Start of ARTICLE

# Automatic headlights turn on too soon



## pbrowne (Dec 1, 2014)

My automatic headlights come on too soon - like an hour before sunset. I've tried changing the setting to both early and late in the Car settings menu, but no difference. I would like the light sensor to be more aware that it's nowhere near dusk. VCDS setting changes possible?


----------



## socialD (Sep 19, 2011)

Wish they just came on an hour ahead of sunset. Mine come on with every tree I drive by, seemingly even a tall blade of grass. Or even better on a bright sunny day it will get scared of its own shadow and turn them on.

Yet, they don't come on on a gloomy overcast rainy day.


----------



## mattyice703 (Oct 25, 2016)

OBD adapters (carista, OBDEleven, etc) have automatic light threshold settings.


----------



## moveingfaster (Oct 4, 2006)

Mine is the same way, very annoying. Don’t feel like taking it to the dealership. I just leave them off and turn them on at night. 


Sent from my iPhone using Tapatalk


----------



## moveingfaster (Oct 4, 2006)

End of ARTICLE
Start of RECORDS

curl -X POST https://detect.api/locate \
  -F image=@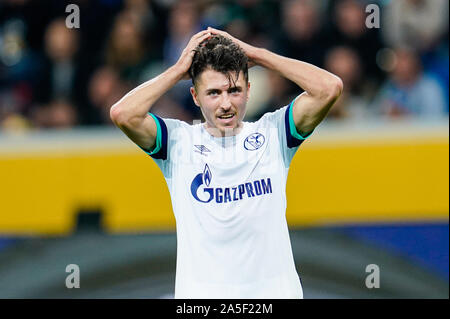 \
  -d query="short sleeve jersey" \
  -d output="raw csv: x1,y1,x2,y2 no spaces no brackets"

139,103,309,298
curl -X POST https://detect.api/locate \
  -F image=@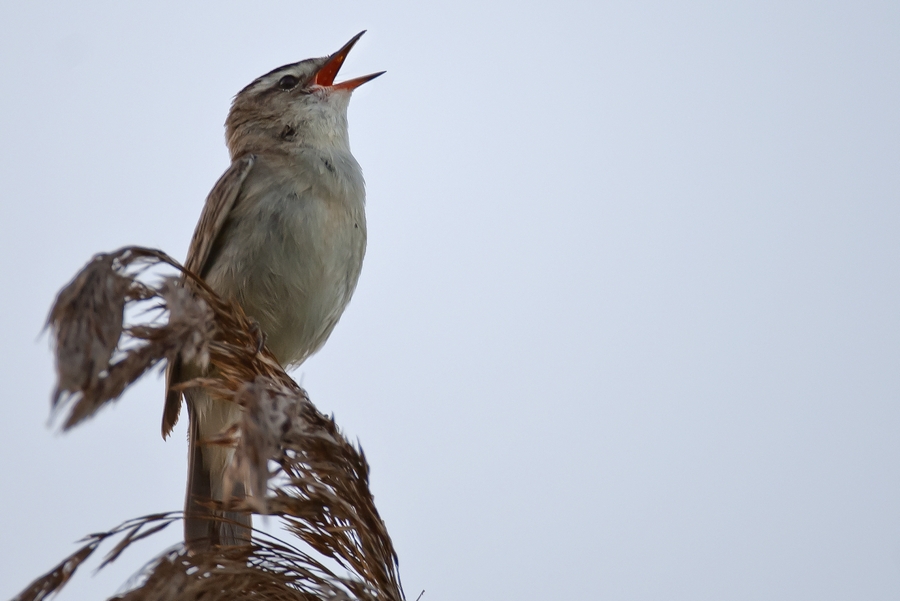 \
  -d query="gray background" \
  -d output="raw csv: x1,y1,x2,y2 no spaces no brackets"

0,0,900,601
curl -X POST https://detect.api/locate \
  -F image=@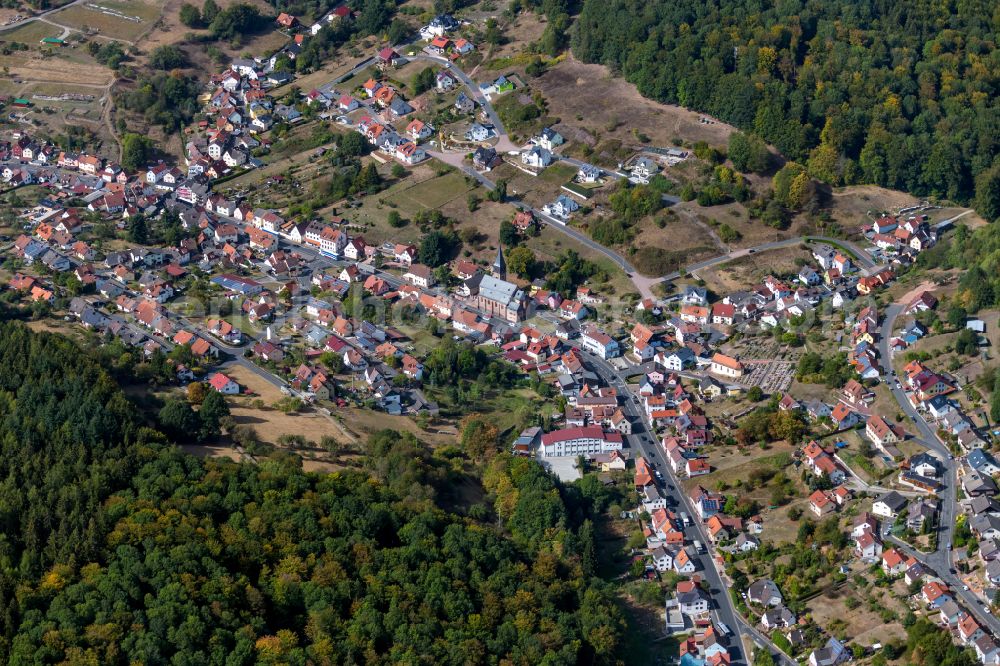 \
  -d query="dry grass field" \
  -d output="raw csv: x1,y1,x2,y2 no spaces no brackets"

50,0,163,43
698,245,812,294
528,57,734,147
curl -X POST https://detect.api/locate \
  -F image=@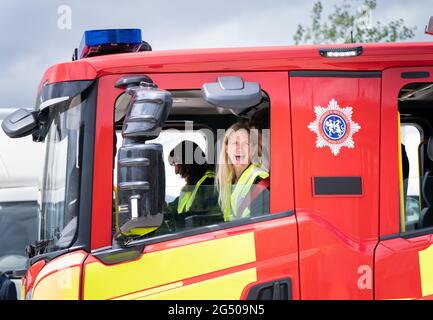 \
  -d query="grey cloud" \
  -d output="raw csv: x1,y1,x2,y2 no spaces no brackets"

End of RECORDS

WORK INSTRUCTIONS:
1. Show every line of the entries that contains the word "query".
2. Please proceed with the thread about automatic headlights from the point where it stops.

THE ANSWERS:
1.
  -d query="short sleeve jersey" \
  -d query="gray background" \
  -d query="dry grass field" \
  -d query="grey cloud" \

2.
mattyice703 said:


> OBD adapters (carista, OBDEleven, etc) have automatic light threshold settings.


Doesn’t help. I’ve tried it on mine. 


Sent from my iPhone using Tapatalk


----------



## jojowasher (Apr 17, 2006)

why do you care? I would rather they be over cautious than leave me driving around in crappy weather with no taillights on.


----------



## JSWTDI09 (Feb 22, 2009)

jojowasher said:


> why do you care? I would rather they be over cautious than leave me driving around in crappy weather with no taillights on.


I really don't care about the headlights or the tail lights. What bothers me the most about this sensitive light sensor is when I am using Google Maps for navigation. It automatically switches to night mode every time I go under a bridge or even a tree. Then it takes a few seconds to switch back to day light mode. This happens over and over and it can become irksome.

Have Fun!

Don


----------



## socialD (Sep 19, 2011)

jojowasher said:


> why do you care? I would rather they be over cautious than leave me driving around in crappy weather with no taillights on.


That’s the thing. It’s overly sensitive to shadows but does not turn on in gloomy rainy weather.


----------



## nipp0n (Nov 21, 2018)

JSWTDI09 said:


> I really don't care about the headlights or the tail lights. What bothers me the most about this sensitive light sensor is when I am using Google Maps for navigation. It automatically switches to night mode every time I go under a bridge or even a tree. Then it takes a few seconds to switch back to day light mode. This happens over and over and it can become irksome.
> 
> Have Fun!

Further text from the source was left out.